Given task: Provide an exact transcription of all the records.
[Start Records supplied]
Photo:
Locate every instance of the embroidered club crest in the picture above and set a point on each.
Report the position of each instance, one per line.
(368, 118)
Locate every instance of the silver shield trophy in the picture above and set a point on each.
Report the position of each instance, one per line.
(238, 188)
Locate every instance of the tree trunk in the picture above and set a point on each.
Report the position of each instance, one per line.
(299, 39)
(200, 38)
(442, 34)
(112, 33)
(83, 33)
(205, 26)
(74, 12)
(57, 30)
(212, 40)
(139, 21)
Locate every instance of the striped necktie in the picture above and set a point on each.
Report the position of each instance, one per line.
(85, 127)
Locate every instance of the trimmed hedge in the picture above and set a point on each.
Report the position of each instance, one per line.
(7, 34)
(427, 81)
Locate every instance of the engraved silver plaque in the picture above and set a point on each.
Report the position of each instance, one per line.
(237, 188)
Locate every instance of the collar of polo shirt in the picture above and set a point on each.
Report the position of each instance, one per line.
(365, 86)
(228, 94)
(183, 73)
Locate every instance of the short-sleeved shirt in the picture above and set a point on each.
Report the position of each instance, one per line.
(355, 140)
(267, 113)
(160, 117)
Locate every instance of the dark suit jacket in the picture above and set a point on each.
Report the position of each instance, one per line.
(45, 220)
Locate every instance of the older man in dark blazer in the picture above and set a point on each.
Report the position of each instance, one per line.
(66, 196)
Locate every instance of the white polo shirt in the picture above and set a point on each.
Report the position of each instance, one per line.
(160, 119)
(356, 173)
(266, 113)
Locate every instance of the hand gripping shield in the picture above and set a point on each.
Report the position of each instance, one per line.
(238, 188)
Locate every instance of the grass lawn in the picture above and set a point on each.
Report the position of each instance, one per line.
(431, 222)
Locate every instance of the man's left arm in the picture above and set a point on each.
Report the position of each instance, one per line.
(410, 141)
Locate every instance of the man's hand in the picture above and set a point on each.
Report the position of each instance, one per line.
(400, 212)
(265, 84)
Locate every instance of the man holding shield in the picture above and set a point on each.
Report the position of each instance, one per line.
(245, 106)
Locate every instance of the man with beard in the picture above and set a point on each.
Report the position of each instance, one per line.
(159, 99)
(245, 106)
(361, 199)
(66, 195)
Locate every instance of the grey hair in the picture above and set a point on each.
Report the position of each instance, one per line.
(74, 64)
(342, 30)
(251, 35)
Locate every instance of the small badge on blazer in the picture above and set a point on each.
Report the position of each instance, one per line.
[End Records supplied]
Full response:
Photo:
Locate every instance of the embroidered club crest in the picture above and set a point on each.
Report the position of each instance, one per line.
(368, 118)
Locate every instance of the silver shield trophy in the picture above and set a point on each.
Report the position of each instance, one per line.
(238, 188)
Locate every instance of the tree trunk in the picture above and set a point on each.
Report the position of each instance, one per line.
(299, 39)
(200, 38)
(442, 34)
(112, 33)
(83, 33)
(205, 26)
(74, 12)
(57, 30)
(212, 40)
(139, 21)
Locate every instance of the striped necktie in the picture above and set a point on each.
Report the position of each instance, one per line.
(85, 127)
Locate every instance of the trimmed hedge in the picture above and set a point on each.
Report the position of each instance, one per line.
(7, 34)
(427, 81)
Locate every instance of the engraved silver plaque in the picture above and set a point on each.
Report the position of each instance, one per line.
(237, 188)
Locate every instance of the collar of polo shirt in the picture above and set a point on each.
Report the position of each instance, one per line.
(365, 86)
(228, 94)
(183, 73)
Locate every instance of the short-sleeved shirt in the picture above and set a point on each.
Report the position of each instance, one per line.
(355, 140)
(267, 113)
(160, 117)
Locate every instance of the dark suit jacket in the picture above and set a point on each.
Report the position of each instance, one per line.
(45, 220)
Locate every instance of the older man in dark blazer in the picture above and set a point on each.
Report the position of each instance, one per line.
(66, 196)
Locate every instance of the white polo shirt in the picture above and set a point on each.
Report the position of each instance, one per line.
(160, 119)
(356, 173)
(266, 113)
Locate every instance of the hand gripping shield in the picture above and set a point on each.
Report the position of each instance, one per line.
(238, 188)
Locate every instance of the grass lawn in the picture above and set a point on each.
Report the position of each instance, one per line.
(431, 222)
Locate every instance of the man's left arm in the picture above and set a point on each.
Report the position of each instance, one per line.
(410, 141)
Locate every instance of the man's hand in the picture above and set a point on each.
Report the position of each instance, one per line.
(400, 212)
(265, 84)
Locate every instance of the man holding shield in the picture above and set a point on each.
Report the position of each instance, one per line.
(245, 106)
Locate every instance of the man with beard in the picture above and set a point on each.
Report the position of each instance, one per line.
(159, 99)
(245, 106)
(361, 199)
(66, 195)
Locate every instance of the grey hair in the picture above and set a point on each.
Report the position of each instance, one per line.
(74, 64)
(342, 30)
(251, 35)
Locate every instance of the small badge on blazer in the picture above and set a point on each.
Report the position of each instance, one per line.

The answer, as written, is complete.